PEDIDO 1: Segundo o texto sobre o apagão, de que esteve o país privado durante mais de uma dezena de horas a 28 de abril? Enumere tudo o que é referido.
PEDIDO 2: Reescreva tudo desde "O apagão de" até "dos dois países." no texto sobre o apagão, trocando "desativação" por "desligação".

TEXTO FORNECIDO:
Três
meses depois de o país haver estado, durante mais de uma dezena de horas, a 28
de abril, sem eletricidade e sem o normal funcionamento dos meios de comunicação
social e das redes sociais, bem como dos meios de locomoção aérea e ferroviária
– tal como esteve à beira da falha dos sistemas de distribuição de combustíveis
e de água – o governo apresentou, na manhã de 28 de julho, um plano de ação, com
vista e evitar que haja, de novo, um episódio como este.
O apagão de abril foi o mais grave incidente de sempre, nas redes de eletricidade da Península Ibérica e um dos mais graves, na Europa, neste século. Resultou de oscilações de tensão na rede elétrica espanhola, que levaram à desativação, em massa, de múltiplos produtores de eletricidade, criando insustentável desequilíbrio no sistema elétrico espanhol, que, tendo colapsado, pelas 11h33, levou a rede portuguesa a cair, dada a interligação dos dois países.
A lista do Plano de Reforço da Segurança do Sistema Elétrico Nacional conta com 31 pontos ou medidas – o ADN das medidas deste governo é, habitualmente, a trintena (embora, às vezes, falte ou se acrescente uma ou outra) – e o investimento total ultrapassará os 400 milhões de euros.
Quer, pois, o governo aumentar a capacidade de armazenamento de eletricidade, compreendendo o armazenamento químico, através de baterias, e o armazenamento hídrico, através da capacidade das barragens. Para isso, preparou um pacote de 31 medidas, com um investimento previsto de mais de 400 milhões de euros, entre setor o público e o privado (os números foram, inicialmente, avançados pelo Expresso e, depois, confirmados pelo Diário de Notícias), com vista a prevenir um novo apagão como o que, a 28 de abril, atingiu Portugal e a Espanha, deixando milhões de pessoas às escuras e sem comunicações.

LISTAGEM DE DADOS:

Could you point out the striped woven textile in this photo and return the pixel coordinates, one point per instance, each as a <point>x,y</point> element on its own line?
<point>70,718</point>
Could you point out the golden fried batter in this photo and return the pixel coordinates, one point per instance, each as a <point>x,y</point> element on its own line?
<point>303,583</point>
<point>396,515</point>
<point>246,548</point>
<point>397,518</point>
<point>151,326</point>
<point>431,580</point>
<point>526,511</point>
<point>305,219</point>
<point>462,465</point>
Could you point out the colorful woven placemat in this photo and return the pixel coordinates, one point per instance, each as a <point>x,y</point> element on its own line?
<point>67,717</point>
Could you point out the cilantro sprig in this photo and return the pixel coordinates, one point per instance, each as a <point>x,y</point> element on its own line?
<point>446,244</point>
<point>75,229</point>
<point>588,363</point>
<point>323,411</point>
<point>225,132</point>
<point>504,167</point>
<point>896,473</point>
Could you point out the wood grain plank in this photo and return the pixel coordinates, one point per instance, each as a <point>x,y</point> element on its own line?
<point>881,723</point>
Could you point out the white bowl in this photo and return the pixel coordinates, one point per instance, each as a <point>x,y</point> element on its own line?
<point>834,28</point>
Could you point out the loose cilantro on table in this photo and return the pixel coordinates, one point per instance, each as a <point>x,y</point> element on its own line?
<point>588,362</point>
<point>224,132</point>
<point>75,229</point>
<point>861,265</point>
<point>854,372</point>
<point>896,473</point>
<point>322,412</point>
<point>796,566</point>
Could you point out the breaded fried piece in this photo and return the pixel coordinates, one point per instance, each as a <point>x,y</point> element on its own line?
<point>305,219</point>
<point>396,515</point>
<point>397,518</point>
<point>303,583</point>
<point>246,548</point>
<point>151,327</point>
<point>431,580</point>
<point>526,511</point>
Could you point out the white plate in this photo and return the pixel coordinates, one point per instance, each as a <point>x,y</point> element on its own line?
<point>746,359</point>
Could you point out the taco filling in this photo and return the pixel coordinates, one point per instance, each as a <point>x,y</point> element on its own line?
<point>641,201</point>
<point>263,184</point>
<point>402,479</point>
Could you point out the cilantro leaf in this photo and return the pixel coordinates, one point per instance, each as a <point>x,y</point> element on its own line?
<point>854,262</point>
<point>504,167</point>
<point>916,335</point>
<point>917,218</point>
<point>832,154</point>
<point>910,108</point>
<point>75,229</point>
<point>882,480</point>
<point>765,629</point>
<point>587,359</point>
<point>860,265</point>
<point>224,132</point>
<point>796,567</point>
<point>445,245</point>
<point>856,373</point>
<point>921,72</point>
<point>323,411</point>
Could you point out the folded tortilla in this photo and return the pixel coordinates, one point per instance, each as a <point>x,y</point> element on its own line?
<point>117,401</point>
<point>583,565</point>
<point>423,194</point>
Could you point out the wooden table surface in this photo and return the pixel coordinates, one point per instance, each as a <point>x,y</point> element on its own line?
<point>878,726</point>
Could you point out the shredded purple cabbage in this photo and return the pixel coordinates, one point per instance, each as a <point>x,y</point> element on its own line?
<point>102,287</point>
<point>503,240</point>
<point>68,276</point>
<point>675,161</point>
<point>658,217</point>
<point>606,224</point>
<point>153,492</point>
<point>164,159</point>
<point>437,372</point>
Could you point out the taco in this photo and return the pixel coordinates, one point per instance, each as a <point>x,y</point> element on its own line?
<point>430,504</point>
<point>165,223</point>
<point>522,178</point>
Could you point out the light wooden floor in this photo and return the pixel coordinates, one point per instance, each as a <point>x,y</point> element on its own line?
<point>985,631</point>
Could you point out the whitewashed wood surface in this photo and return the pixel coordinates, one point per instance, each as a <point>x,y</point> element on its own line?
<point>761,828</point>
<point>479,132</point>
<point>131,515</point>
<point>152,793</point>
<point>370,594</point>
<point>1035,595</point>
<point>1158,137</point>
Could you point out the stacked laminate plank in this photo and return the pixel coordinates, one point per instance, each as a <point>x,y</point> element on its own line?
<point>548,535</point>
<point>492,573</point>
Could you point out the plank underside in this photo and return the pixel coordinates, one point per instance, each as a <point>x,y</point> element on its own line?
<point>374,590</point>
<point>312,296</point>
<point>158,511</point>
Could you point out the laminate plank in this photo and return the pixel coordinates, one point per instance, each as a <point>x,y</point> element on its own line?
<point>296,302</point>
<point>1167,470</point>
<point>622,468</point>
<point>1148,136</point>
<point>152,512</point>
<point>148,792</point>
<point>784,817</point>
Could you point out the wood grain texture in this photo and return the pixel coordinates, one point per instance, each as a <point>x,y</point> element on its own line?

RESOLUÇÃO ESCRITA 1:
- Eletricidade
- Normal funcionamento dos meios de comunicação social
- Normal funcionamento das redes sociais
- Normal funcionamento dos meios de locomoção aérea e ferroviária

RESOLUÇÃO ESCRITA 2:
O apagão de abril foi o mais grave incidente de sempre, nas redes de eletricidade da Península Ibérica e um dos mais graves, na Europa, neste século. Resultou de oscilações de tensão na rede elétrica espanhola, que levaram à desligação, em massa, de múltiplos produtores de eletricidade, criando insustentável desequilíbrio no sistema elétrico espanhol, que, tendo colapsado, pelas 11h33, levou a rede portuguesa a cair, dada a interligação dos dois países.